— Exercise requirements —
- 1) Copy the article on Van de Putte's education proposals word for word from "Lt. Gov. Candidate" to "Dan Patrick (R-Houston).".
- 2) Continue the article on Van de Putte's education proposals, starting right after its final sentence.

— Source extract —

--------------------------------------------------

Tuesday, August 5, 2014

Lt. Gov. Candidate Van de Putte’s Education Proposals—Fulfilling the Promise of Public Education



State Sen. Leticia Van de Putte (D-San Antonio), candidate for lieutenant governor, laid out her vision for the future of Texas public schools today in terms that left no doubt how much she differs from her opponent, Sen. Dan Patrick (R-Houston).

Accompanied by supporters including Texas AFT members from San Antonio affiliates, Van de Putte spoke outside a San Antonio elementary school whose students are among the five million enrollees in our state’s public schools who would benefit under her plan.

Linda Bridges, president of Texas AFT, offered this comment today on that plan:

I don’t know how the contrast between Leticia Van de Putte and Dan Patrick could be any clearer after reading Van de Putte’s plans for education.

On the one hand, you have a proven leader who has fought for public education throughout her 14 years on the Senate Education Committee, while on the other you have a guy who spent his first term chairing that committee with the intent to dismantle public education via private-school vouchers and bills to help turn neighborhood schools over to private charter operators.

--------------------------------------------------

— Data extract —

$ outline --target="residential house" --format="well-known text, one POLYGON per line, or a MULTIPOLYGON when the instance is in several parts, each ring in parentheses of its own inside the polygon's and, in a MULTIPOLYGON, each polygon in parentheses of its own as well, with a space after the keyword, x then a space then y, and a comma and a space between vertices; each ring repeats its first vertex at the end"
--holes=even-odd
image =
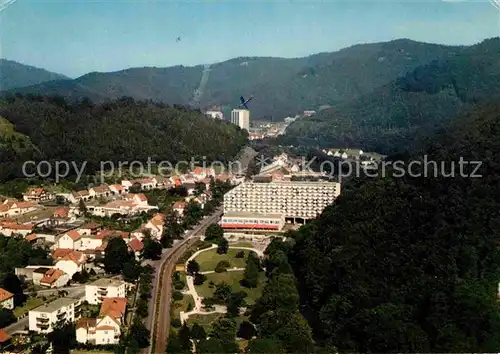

--------------------------------------------------

— Answer section —
- 1)
Lt. Gov. Candidate Van de Putte’s Education Proposals—Fulfilling the Promise of Public Education



State Sen. Leticia Van de Putte (D-San Antonio), candidate for lieutenant governor, laid out her vision for the future of Texas public schools today in terms that left no doubt how much she differs from her opponent, Sen. Dan Patrick (R-Houston).

- 2)
Patrick didn’t even wring his hands over the $5.4 billion cuts to education and resulting loss of 11,000 teachers in 2011. He twiddled his thumbs, then voted for the cuts, while Van de Putte fought to bring sanity into the budget and provide full support for the 80,000 new students that enter our schools each year.

Our teachers and the parents who support them understand that the best way to educate our kids is to give them full support, equal opportunity and proven policies like pre-K and smaller class sizes featured in Van de Putte’s plan. They know that further segregating our schools into the haves and have-nots—as Patrick proposes with his privatization efforts—is the biggest mistake we can make for Texas’s future.

Van de Putte’s plan as outlined today (see http://leticiavandeputte.com/texasfirst-education/) includes these key elements:

--restore full-day funding for quality pre-K programs;

--reduce class sizes in pre-K (because currently there’s no cap on class size in pre-K);

--invest in the schools, proven programs, and teachers our schoolchildren need to reach their potential;

--end the over-reliance on and punitive nature of standardized testing—return to diagnostic use of testing, reduce the number of tests, and make tests more timely so that early interventions can help students graduate and get a head start on college and career;

--promote access to blended learning for all students, expanding broadband availability to all, ensuring that digital learning is of high quality, and maintaining vital face-to-face interaction with teachers; and

--improving community-based control and accountability to parents and taxpayers—for example, by ensuring that parents have real access to the board members who determine curriculum and instruction for their children (in contrast to some charter s that have been allowed to open here without anyone physically located in Texas on their governing board).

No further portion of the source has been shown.